8. Scientific ethics and ethical science
9. The physics of impetus and the impetus of Koran
10. The last century of science: Progress, problems, and prospects
11. Science and censorship: Hélène Duhem and the publication of the Système du monde
12. Monkeys and machine guns: Evolution, Darwinism, and Christianity
13. The demythologization of science
14. Science and hope
I consider chapters 1, 3, 5, 9, 11 and 13 to be among the best in the book, and not simply for their own merits but also because they capture some important insights of Fr. Jaki's works perhaps easily missed in his larger books (or, indeed, hard to find simply because the books themselves are rare!).
If you're interested in cognitive science issues, and want a thorough Jakian take on it, for diachronic consistency you should first read «The Relevance of Physics», then the first four chapters of the 1989 edition of Jaki's «Brain, Mind, and Computers» (BMC), then chapter 5 of ABR, and then the last (fifth) chapter and the epilogue of (BMC).
ABR's chapter 9 is particularly intriguing not only, again, for its contents, but also because when Fr. Jaki read it at a Middle Eastern university, he was shouted at on stage and threatened by audience members (faithful adherents, all, of the religion of peace, mind you).

[Entries from a pointing dataset]
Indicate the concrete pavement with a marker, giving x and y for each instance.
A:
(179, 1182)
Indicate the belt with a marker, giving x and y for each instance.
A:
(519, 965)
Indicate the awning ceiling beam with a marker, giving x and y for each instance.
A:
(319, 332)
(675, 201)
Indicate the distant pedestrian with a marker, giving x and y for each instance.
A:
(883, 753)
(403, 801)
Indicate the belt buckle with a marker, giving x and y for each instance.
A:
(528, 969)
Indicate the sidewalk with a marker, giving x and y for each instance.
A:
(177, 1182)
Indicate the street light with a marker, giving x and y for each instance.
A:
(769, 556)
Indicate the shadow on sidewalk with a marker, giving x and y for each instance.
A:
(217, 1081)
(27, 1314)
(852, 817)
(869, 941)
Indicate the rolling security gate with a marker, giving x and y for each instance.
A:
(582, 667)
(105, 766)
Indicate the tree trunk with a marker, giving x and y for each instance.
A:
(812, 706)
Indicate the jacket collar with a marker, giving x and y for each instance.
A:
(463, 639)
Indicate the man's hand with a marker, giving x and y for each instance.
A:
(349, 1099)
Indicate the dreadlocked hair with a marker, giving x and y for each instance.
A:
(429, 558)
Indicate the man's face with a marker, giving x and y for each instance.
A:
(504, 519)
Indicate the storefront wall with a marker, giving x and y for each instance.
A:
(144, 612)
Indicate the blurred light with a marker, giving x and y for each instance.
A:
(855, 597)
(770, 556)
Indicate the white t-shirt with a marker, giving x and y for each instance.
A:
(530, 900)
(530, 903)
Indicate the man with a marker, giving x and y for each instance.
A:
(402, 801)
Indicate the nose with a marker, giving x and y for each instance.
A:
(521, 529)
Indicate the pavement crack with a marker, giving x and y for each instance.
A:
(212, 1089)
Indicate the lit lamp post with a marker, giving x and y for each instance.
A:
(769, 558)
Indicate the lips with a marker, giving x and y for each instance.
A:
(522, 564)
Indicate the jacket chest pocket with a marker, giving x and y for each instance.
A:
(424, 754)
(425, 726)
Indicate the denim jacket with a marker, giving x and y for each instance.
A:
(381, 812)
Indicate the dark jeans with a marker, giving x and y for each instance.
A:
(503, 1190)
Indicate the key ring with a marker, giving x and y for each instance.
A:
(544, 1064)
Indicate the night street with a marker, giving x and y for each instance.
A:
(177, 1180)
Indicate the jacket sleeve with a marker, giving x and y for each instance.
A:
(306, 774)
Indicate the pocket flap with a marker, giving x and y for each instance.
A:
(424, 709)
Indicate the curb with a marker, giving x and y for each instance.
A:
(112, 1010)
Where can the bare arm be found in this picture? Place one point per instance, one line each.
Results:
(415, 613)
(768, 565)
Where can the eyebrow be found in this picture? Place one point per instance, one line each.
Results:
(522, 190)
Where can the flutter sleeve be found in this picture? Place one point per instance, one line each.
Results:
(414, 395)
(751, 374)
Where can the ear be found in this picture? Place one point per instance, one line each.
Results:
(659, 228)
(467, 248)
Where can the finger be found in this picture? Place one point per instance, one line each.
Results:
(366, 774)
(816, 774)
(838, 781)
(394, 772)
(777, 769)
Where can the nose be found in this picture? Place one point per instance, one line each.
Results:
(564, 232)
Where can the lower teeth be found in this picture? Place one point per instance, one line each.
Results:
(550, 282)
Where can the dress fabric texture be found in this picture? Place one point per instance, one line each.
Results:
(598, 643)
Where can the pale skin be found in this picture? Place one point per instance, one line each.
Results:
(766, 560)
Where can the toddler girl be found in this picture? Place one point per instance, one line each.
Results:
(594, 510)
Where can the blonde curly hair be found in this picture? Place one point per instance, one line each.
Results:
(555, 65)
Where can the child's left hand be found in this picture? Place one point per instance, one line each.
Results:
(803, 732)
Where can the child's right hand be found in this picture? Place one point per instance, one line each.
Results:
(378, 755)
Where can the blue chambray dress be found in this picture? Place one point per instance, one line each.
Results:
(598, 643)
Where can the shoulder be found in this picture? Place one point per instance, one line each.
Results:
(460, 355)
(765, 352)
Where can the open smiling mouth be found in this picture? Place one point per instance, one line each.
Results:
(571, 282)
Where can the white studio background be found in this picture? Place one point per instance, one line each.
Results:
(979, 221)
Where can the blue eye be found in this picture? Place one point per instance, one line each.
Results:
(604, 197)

Goal of the exercise
In the book review, reproduce word for word the passage beginning at the words "If you're interested" and stopping after "epilogue of (BMC).".

Problem solution
If you're interested in cognitive science issues, and want a thorough Jakian take on it, for diachronic consistency you should first read «The Relevance of Physics», then the first four chapters of the 1989 edition of Jaki's «Brain, Mind, and Computers» (BMC), then chapter 5 of ABR, and then the last (fifth) chapter and the epilogue of (BMC).